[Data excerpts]

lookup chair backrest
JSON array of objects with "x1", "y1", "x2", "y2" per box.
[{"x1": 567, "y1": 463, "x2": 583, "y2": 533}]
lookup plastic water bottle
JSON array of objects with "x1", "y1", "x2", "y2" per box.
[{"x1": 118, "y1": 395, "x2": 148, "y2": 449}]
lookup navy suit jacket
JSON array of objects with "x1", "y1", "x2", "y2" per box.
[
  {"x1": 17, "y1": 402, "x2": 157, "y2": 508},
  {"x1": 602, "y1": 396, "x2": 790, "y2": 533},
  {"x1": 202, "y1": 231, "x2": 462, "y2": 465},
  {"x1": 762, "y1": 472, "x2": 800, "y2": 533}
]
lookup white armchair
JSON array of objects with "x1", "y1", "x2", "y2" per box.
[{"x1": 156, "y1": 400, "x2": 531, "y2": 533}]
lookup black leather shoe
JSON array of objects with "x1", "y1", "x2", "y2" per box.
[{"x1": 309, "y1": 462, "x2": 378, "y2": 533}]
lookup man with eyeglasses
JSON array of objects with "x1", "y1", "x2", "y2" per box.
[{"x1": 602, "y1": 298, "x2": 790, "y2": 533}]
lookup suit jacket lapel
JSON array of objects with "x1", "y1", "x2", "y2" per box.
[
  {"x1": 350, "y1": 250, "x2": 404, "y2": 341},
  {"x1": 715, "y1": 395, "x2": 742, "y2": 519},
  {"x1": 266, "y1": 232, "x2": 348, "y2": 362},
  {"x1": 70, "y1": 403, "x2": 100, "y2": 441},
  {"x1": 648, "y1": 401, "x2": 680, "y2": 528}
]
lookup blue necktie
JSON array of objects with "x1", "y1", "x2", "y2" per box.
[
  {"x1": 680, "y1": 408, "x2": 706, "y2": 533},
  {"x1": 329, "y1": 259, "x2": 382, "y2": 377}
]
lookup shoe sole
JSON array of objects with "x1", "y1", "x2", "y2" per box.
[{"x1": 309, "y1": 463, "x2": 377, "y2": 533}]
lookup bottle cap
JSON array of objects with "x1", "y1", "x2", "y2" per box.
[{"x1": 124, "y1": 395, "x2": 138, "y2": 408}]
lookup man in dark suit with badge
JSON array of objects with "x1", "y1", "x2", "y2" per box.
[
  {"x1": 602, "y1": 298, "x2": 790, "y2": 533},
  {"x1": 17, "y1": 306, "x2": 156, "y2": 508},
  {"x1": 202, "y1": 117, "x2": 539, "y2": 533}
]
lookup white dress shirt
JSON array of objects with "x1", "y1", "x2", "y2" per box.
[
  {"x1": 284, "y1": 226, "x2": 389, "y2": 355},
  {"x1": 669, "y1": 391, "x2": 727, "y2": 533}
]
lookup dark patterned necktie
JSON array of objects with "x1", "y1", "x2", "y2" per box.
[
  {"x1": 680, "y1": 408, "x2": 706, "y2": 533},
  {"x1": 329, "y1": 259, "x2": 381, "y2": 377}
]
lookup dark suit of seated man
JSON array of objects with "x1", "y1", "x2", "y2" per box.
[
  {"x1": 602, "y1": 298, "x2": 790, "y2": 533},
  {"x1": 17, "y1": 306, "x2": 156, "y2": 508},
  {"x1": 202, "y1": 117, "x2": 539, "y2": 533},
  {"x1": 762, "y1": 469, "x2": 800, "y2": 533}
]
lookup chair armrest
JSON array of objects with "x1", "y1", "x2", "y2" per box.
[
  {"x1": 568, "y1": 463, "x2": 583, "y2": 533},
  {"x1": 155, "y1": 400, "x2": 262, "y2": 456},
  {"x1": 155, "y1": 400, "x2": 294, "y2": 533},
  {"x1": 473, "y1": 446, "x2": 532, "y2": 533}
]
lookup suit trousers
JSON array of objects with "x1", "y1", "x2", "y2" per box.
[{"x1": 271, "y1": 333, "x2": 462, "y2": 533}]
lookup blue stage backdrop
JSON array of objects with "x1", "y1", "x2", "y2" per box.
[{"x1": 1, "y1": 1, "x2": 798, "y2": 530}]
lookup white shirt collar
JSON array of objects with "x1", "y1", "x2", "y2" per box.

WHAT NEEDS TO BE DONE: Each line above that contains "shoe" must be copied out.

EXERCISE SOLUTION:
lookup black leather shoe
lookup shoe sole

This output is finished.